◆ **INFORMATION GIVEN**
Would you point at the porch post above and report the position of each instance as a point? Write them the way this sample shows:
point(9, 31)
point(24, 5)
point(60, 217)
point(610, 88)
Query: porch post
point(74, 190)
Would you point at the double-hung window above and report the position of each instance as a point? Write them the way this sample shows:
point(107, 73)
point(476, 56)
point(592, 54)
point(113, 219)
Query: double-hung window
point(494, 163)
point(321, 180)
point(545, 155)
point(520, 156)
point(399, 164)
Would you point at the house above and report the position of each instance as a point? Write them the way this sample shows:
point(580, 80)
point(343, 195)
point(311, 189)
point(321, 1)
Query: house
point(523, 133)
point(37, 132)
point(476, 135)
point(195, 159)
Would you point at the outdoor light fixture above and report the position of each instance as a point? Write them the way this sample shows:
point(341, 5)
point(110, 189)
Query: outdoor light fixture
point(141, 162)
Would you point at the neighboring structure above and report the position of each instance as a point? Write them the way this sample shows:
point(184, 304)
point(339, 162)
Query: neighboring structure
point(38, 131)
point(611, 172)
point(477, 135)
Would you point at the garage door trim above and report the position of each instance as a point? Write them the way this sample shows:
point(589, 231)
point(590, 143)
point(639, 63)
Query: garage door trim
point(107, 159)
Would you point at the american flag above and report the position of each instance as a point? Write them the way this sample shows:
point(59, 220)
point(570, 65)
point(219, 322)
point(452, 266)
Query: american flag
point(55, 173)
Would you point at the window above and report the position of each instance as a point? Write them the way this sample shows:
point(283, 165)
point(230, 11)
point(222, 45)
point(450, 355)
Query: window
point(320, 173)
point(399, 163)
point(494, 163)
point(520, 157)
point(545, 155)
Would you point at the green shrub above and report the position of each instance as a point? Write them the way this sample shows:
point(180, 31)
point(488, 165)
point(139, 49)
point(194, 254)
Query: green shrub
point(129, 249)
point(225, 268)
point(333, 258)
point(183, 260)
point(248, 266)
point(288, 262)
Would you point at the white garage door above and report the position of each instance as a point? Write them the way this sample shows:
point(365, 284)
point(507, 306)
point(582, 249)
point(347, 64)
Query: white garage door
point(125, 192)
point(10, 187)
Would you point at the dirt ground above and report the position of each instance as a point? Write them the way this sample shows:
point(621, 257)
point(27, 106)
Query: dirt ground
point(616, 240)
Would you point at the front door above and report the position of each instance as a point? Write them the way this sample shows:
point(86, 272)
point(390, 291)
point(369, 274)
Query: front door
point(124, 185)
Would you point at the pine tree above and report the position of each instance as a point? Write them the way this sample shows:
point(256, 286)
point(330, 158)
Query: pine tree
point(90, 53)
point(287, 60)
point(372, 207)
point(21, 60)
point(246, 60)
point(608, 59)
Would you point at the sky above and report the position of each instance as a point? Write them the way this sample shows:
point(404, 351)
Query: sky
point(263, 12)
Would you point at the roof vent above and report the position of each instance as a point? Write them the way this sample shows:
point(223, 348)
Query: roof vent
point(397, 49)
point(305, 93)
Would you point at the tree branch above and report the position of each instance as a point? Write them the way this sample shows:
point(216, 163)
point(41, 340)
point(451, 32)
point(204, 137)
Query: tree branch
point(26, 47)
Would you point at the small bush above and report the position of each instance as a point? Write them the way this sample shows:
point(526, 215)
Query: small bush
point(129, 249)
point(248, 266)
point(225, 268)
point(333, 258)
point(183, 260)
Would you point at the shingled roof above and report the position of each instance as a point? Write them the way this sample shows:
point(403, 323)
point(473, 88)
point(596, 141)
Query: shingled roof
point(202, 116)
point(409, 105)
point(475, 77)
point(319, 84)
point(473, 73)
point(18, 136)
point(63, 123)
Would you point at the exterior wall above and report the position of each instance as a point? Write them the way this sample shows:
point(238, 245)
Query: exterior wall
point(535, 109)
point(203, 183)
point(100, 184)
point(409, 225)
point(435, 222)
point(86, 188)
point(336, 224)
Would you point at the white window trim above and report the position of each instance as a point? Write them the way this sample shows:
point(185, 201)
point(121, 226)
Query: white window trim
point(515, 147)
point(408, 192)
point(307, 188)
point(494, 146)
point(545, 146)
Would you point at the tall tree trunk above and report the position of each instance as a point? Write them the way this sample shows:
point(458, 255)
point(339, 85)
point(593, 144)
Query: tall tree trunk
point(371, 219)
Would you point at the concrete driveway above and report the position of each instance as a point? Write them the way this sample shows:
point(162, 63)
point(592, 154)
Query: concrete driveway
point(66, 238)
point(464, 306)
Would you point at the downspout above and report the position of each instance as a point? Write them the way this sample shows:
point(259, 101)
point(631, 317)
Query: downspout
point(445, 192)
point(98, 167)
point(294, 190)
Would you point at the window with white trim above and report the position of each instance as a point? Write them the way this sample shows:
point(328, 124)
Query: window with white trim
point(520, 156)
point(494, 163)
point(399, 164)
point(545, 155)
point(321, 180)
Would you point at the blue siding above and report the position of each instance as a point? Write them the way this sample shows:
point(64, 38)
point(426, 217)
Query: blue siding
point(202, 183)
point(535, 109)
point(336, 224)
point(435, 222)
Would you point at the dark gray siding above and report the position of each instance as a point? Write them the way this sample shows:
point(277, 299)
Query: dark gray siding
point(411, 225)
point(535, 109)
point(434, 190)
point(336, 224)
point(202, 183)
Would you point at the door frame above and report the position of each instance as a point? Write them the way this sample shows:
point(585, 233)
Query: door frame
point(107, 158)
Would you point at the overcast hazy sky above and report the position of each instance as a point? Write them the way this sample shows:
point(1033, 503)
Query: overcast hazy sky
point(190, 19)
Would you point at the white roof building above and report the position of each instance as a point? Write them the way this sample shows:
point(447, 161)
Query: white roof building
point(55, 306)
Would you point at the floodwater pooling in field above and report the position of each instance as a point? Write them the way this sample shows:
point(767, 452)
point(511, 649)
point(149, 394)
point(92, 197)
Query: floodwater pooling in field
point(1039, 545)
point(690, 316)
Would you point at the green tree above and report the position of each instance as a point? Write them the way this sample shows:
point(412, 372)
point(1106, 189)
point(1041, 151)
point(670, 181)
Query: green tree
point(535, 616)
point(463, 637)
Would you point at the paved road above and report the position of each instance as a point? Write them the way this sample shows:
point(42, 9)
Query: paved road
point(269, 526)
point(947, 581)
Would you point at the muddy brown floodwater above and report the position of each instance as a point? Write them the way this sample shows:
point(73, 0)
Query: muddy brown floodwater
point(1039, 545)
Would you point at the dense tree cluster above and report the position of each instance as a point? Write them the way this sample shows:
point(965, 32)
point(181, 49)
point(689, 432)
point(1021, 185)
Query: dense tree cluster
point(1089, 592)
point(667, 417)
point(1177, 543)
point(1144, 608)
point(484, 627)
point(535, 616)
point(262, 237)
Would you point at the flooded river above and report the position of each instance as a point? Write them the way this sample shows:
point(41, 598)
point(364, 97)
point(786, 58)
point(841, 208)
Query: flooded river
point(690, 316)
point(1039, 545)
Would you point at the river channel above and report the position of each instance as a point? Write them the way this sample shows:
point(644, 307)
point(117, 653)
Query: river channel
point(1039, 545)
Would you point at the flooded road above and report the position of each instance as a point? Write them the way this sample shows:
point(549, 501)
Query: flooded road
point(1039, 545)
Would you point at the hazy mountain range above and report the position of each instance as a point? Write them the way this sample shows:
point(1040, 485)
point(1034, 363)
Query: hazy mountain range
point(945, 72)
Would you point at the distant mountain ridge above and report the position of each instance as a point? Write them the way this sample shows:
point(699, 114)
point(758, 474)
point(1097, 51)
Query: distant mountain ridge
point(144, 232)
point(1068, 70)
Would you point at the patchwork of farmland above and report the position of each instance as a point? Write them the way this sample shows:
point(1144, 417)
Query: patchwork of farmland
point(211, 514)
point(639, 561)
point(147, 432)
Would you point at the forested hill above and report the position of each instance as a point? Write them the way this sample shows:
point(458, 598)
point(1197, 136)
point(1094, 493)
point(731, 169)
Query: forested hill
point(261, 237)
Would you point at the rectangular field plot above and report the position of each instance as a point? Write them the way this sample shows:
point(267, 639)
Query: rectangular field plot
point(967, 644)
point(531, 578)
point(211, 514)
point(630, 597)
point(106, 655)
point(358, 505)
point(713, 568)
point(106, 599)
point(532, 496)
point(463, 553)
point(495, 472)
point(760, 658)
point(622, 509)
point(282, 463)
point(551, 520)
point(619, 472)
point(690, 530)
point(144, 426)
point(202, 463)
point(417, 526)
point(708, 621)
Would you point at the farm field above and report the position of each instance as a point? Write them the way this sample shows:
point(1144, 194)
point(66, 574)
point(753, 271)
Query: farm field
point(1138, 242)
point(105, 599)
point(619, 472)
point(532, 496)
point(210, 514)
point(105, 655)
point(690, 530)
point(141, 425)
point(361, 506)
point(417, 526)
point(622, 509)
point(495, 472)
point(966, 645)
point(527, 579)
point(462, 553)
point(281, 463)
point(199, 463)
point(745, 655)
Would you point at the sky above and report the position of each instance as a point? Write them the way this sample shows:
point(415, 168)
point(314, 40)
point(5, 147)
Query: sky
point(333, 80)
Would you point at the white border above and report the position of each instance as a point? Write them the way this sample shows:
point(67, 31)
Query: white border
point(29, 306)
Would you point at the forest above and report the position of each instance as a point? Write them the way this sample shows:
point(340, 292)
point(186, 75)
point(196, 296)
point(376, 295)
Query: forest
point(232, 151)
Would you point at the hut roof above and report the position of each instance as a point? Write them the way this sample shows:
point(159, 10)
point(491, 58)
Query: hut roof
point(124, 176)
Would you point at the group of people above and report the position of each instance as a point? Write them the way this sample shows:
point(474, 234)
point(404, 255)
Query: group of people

◆ **CHALLENGE**
Rewrite the items above, from the line containing "Would you point at the double-hung" through the line containing "point(107, 159)" (both lines included), with every request kept in place. Add 48 to each coordinate in the answer points, and leave the sample points inside the requests unchanged.

◆ **RESULT OF THIS TASK**
Would you point at the double-hung window above and report the position of each instance as a point? Write them the way this sample shows:
point(107, 73)
point(476, 56)
point(592, 54)
point(113, 219)
Query: double-hung window
point(542, 211)
point(369, 228)
point(593, 203)
point(568, 204)
point(447, 212)
Would you point at the house above and report the position of each instance as a point? Write them the way this sample shows:
point(580, 80)
point(343, 195)
point(311, 189)
point(321, 1)
Query: house
point(571, 181)
point(85, 180)
point(524, 183)
point(243, 207)
Would you point at the outdoor light fixture above and report the position of each instance as a point? Write them the way this sample shows:
point(341, 5)
point(110, 189)
Query: outdoor light fixture
point(189, 210)
Would you point at the neighboring structure above and report the position of each instance as a point? Write them the way this sample shows:
point(184, 304)
point(339, 162)
Query: neighboring structure
point(86, 179)
point(659, 220)
point(525, 183)
Would you point at the garage door trim above and report the position of each instance as a point? Write them the way this sample shows:
point(589, 231)
point(590, 143)
point(639, 63)
Query: garage door trim
point(155, 207)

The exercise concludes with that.